*Bloco de texto*
"""
Sunday, February 16, 2014

um domingo diferente

Há muito tempo que lhe tinha prometido irmos tomar um café juntos. Veio o inverno, veio a chuva , o frio e os meses foram passando...
Na semana passada, a mãe telefonou-e aflita dizendo que Rui tinha saído de casa de manhã cedo e não voltara em todo o dia. Mandei-lhe uma mensagem : - Então , quando vamos ao nosso cafezinho ?
Não tive resposta. Rui foi encontrado dois dias depois em estado lastimoso, muito longe de casa, com os pés todos feridos!
Conheci-o há meses atrás, quando ambos começámos a tratar de uma cão abandonado - eu dava-lhe de comer , ele levava-o para casa e andava sempre com ele, um cão de grande porte a quem se afeiçoou muito. Rui tem esquizofrenia, uma cultura superior , uma educação e sensibilidade enormes, mas também um desajustamento com a realidade e uma incapacidade para se integrar em sociedade ou conviver com outros humanos. No entanto, sempre me aceitou e cumpriu com tudo aquilo que combinámos em relação às horas de tratar o cão , idas ao veterinário, medicação, nunca falhou.! Um dia , convidou-me para um café , eram quase horas de jantar e eu disse-lhe que ficava para outra vez. Rui é uma pessoa diferente, não liga ao que veste, tem imensos tiques, deita a correr se vê surgir alguém que não gosta, por isso poucas pessoas o aceitam .
"""
*Tarefas a realizar*
1. Segundo o relato sobre Rui, quais foram as coisas combinadas em relação ao cão que ele sempre cumpriu?
2. Retome o relato sobre Rui a partir da última frase e dê-lhe continuação.
As entradas não têm qualquer papel nesta parte.

*Entradas fornecidas*
"""
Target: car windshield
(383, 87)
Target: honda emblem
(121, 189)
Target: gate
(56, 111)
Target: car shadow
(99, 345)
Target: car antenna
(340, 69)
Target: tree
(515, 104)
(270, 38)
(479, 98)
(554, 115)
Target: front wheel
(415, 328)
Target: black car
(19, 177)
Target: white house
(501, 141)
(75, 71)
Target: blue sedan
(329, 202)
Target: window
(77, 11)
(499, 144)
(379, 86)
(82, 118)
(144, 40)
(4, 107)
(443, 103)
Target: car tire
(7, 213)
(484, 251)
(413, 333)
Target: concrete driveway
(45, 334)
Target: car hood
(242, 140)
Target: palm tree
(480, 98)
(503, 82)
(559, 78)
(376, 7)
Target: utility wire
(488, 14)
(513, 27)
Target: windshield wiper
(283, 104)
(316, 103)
"""
"""
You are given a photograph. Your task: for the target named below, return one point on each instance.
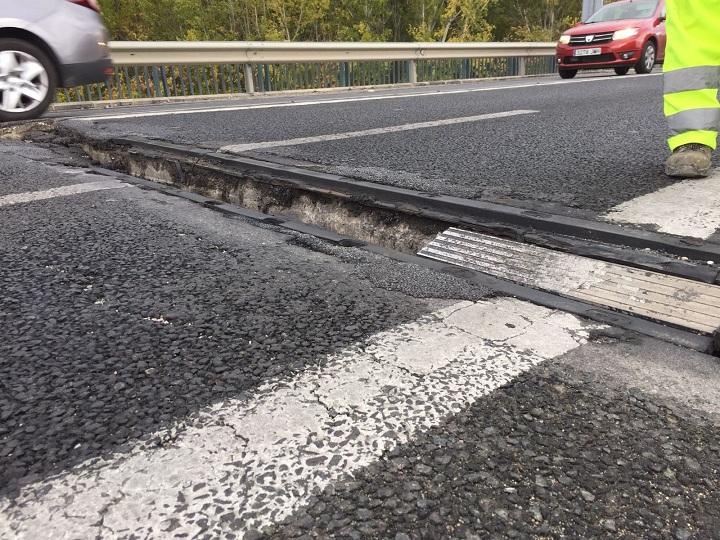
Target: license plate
"""
*Respostas por item*
1. As horas de tratar o cão, as idas ao veterinário e a medicação.

2.
Há dias , recebi um sms, respondendo ao meu de há uma semana atrás. Ok, está combinado para domingo, vamos passear e se não pode andar por causa dos pés feridos , passo à sua porta e vamos a Sintra, que o Rui gosta. Pediu licença para entrar no carro e sentou-se à frente, ao meu lado. Vinha a comer biscoitos. Fomos directos à Sapa, beber café. Decerto não o teriam deixado entrar se fosse sozinho. Mas a senhora por detrás do balcão olhou para ele e para mim e serviu as duas bicas, sem mais comentários.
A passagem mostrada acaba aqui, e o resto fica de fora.